*WHAT TO WORK ON*:
Find the word "fence" in the data below and copy each line that holds it.

*RAW DATA*:
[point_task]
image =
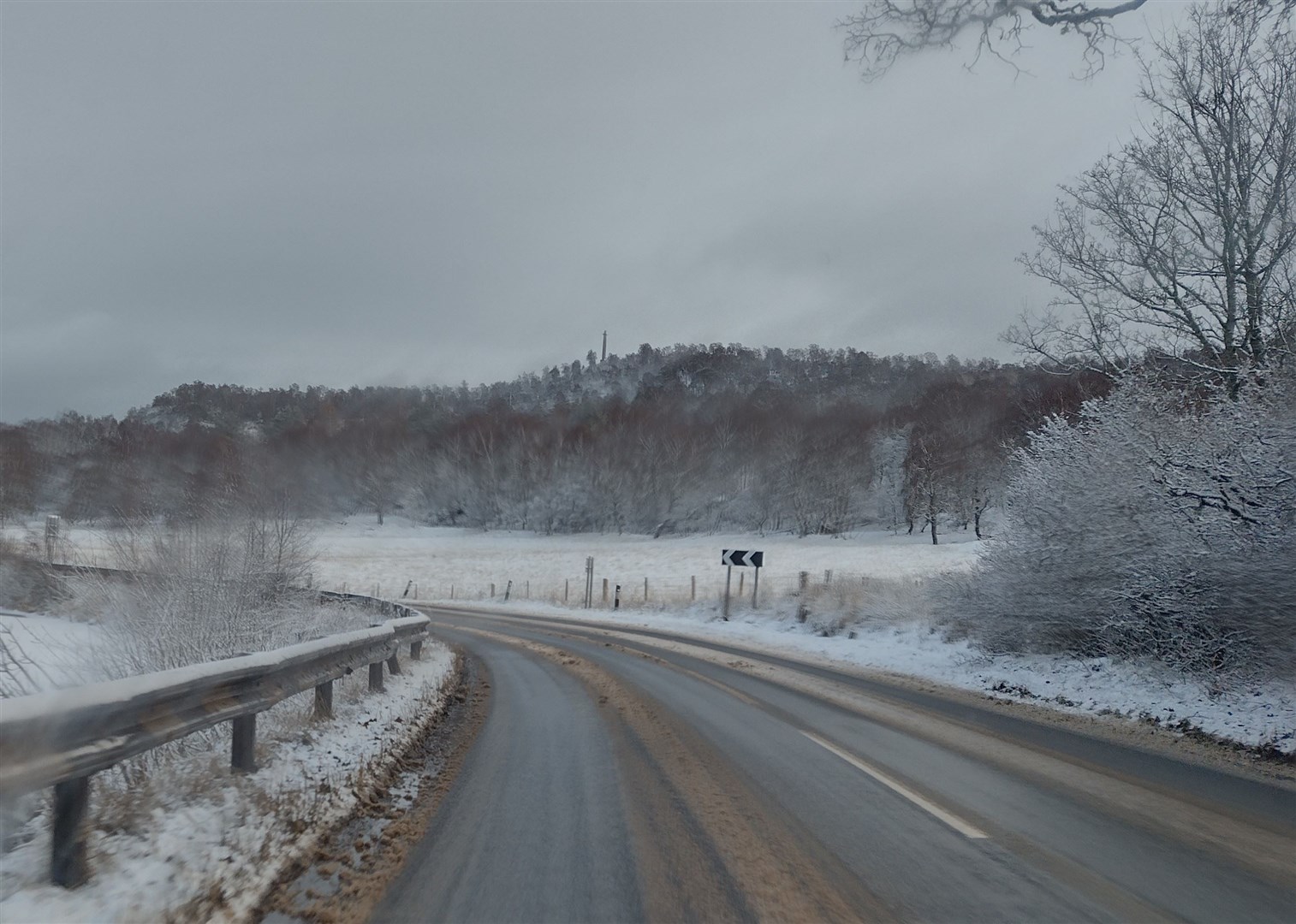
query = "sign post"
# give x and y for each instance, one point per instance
(743, 559)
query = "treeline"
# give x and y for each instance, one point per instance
(685, 438)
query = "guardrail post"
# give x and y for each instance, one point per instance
(242, 755)
(324, 700)
(68, 865)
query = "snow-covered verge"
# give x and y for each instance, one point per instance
(877, 619)
(192, 840)
(1261, 715)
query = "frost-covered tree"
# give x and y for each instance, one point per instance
(1156, 526)
(1181, 244)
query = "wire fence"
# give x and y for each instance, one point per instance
(746, 589)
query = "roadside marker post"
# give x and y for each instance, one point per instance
(743, 559)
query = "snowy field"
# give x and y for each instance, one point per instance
(197, 828)
(363, 556)
(875, 568)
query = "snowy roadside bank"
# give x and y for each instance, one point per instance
(194, 841)
(1260, 715)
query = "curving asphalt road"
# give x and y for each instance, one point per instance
(622, 775)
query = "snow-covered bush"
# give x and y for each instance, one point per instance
(1155, 526)
(206, 589)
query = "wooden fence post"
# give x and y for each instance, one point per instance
(68, 865)
(242, 753)
(324, 700)
(802, 583)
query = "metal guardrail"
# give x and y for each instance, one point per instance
(60, 739)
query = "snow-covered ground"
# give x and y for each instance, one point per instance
(366, 556)
(199, 828)
(883, 569)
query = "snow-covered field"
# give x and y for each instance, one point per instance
(199, 828)
(870, 566)
(1263, 714)
(389, 558)
(363, 555)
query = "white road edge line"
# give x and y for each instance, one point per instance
(930, 808)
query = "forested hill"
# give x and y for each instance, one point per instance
(661, 440)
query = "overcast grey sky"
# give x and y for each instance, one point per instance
(424, 193)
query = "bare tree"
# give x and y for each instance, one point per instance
(1181, 244)
(887, 29)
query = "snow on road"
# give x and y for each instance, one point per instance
(365, 555)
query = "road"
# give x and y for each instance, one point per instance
(623, 775)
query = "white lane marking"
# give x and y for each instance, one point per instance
(930, 808)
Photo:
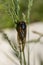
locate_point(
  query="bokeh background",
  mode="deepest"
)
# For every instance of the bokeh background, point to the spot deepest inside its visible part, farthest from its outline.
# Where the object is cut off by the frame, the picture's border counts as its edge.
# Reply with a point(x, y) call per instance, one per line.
point(35, 16)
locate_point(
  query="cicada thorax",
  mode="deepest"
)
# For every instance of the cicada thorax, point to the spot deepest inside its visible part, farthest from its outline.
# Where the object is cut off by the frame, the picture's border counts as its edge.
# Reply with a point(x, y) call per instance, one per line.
point(21, 34)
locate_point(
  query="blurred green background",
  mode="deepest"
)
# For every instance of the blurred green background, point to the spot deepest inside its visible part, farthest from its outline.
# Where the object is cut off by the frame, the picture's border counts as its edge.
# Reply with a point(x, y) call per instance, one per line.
point(6, 19)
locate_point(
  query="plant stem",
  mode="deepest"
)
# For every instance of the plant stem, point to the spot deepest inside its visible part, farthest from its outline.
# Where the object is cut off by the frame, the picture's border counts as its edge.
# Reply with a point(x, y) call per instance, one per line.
point(24, 58)
point(20, 57)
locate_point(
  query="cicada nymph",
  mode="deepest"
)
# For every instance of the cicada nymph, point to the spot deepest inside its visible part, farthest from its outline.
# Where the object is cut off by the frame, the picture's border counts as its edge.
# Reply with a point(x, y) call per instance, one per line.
point(21, 34)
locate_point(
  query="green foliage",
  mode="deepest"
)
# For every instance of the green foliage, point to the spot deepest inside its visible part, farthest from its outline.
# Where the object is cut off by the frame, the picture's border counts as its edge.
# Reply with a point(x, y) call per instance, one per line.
point(13, 10)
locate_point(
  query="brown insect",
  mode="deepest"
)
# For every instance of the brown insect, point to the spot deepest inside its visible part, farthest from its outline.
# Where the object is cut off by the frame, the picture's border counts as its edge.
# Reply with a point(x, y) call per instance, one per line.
point(21, 34)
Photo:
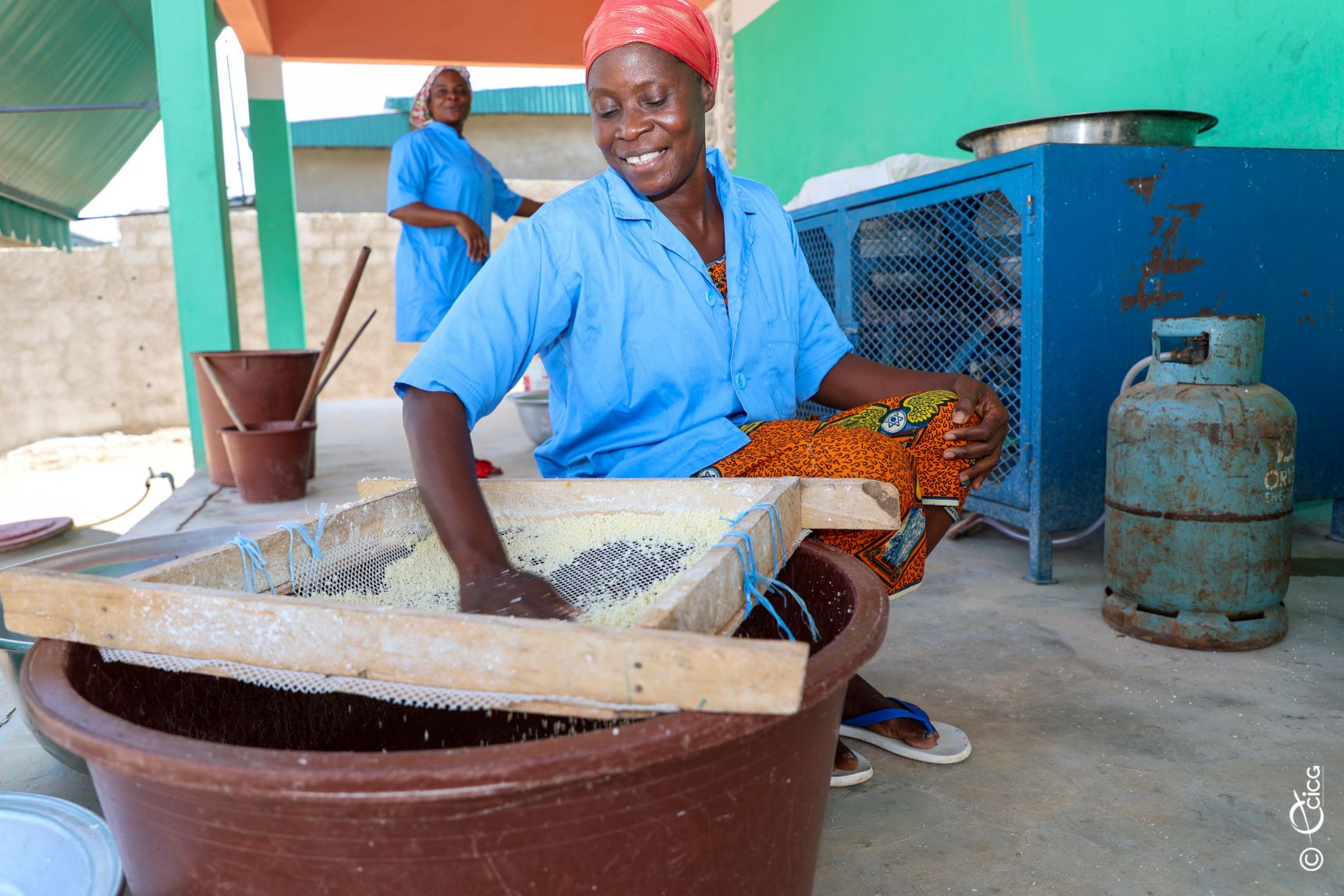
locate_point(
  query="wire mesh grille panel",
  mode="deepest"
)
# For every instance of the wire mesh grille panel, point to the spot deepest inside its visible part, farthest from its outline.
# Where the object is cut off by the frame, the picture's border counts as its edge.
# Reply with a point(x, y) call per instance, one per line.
point(821, 260)
point(938, 288)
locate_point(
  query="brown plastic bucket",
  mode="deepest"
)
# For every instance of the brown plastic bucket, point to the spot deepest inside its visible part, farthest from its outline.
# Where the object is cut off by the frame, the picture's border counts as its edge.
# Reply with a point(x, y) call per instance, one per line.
point(204, 799)
point(261, 384)
point(271, 460)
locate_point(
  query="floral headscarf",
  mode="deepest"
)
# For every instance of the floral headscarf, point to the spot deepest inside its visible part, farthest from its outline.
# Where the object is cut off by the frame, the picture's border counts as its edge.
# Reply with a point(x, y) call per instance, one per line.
point(675, 26)
point(420, 109)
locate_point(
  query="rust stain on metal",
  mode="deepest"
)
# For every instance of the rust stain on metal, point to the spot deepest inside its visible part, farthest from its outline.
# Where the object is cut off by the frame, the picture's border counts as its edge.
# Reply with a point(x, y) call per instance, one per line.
point(1143, 187)
point(1163, 262)
point(1190, 208)
point(1198, 518)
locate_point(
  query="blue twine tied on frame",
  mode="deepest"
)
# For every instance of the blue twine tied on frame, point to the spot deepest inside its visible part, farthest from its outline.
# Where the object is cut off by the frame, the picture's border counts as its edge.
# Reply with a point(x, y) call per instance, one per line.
point(253, 561)
point(756, 586)
point(310, 540)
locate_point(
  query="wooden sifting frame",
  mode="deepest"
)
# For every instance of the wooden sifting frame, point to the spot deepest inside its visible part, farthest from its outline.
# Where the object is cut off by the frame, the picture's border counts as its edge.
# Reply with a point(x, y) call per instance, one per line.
point(198, 606)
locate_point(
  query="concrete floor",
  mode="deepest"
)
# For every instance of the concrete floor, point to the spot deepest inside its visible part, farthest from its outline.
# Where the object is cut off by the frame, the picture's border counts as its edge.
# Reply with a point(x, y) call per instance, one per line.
point(1102, 766)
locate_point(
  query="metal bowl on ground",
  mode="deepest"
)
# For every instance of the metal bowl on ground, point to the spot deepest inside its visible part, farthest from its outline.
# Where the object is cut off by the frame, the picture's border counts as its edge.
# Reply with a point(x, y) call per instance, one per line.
point(534, 409)
point(113, 559)
point(1121, 128)
point(55, 848)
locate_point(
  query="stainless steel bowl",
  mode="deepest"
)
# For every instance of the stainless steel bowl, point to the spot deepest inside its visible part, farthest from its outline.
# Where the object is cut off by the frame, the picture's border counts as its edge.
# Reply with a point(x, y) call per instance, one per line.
point(1122, 128)
point(534, 409)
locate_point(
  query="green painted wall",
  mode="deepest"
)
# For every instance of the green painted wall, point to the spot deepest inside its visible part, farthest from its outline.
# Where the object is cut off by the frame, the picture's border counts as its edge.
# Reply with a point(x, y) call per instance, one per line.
point(832, 83)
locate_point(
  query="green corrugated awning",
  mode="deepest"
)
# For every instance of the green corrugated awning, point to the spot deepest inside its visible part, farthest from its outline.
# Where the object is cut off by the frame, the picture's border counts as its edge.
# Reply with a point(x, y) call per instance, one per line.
point(55, 54)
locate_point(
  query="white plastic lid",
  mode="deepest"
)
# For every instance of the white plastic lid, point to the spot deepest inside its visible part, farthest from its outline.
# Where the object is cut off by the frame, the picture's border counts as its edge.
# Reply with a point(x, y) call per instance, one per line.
point(55, 848)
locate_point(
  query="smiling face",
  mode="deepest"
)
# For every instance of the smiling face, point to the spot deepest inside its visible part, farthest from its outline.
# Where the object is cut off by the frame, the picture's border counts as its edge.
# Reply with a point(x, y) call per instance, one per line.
point(451, 100)
point(648, 117)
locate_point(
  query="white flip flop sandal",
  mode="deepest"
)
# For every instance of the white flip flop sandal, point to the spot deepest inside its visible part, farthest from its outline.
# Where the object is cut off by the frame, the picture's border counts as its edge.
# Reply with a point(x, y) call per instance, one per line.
point(862, 773)
point(953, 745)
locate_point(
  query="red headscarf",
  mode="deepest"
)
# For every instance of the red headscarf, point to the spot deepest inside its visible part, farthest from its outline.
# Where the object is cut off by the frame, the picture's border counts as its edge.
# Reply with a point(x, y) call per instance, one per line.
point(675, 26)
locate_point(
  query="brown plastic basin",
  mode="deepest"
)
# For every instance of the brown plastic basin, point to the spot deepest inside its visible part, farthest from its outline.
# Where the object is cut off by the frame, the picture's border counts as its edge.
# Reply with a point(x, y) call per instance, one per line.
point(217, 786)
point(261, 384)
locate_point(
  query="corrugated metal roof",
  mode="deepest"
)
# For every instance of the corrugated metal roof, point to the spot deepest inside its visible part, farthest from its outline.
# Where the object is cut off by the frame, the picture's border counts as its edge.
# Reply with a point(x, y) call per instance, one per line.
point(382, 129)
point(53, 165)
point(385, 128)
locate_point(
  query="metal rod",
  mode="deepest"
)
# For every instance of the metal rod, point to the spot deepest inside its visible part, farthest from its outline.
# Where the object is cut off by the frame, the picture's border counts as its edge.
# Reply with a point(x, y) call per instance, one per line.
point(232, 113)
point(87, 106)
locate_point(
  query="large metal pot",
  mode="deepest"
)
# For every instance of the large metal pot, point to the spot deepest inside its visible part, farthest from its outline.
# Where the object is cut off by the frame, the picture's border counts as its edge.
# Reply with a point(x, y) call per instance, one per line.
point(213, 784)
point(1122, 128)
point(534, 409)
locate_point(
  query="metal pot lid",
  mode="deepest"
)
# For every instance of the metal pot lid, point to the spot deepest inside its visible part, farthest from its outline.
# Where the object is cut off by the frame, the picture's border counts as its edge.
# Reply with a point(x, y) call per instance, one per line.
point(18, 535)
point(55, 848)
point(1206, 122)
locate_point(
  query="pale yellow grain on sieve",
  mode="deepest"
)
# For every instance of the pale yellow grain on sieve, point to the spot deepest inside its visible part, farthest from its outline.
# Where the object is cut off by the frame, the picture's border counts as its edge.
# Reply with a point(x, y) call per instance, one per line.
point(427, 579)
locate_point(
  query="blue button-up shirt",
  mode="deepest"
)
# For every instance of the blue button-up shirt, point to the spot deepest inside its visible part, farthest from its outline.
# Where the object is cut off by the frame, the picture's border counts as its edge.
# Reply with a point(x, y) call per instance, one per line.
point(650, 374)
point(437, 167)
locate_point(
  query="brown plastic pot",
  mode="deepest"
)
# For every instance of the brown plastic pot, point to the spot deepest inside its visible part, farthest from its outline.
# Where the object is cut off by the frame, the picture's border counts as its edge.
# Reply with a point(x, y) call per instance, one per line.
point(271, 460)
point(213, 786)
point(261, 384)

*RESULT OF THIS EXERCISE*:
query = "wire fence"
query = "wooden fence post"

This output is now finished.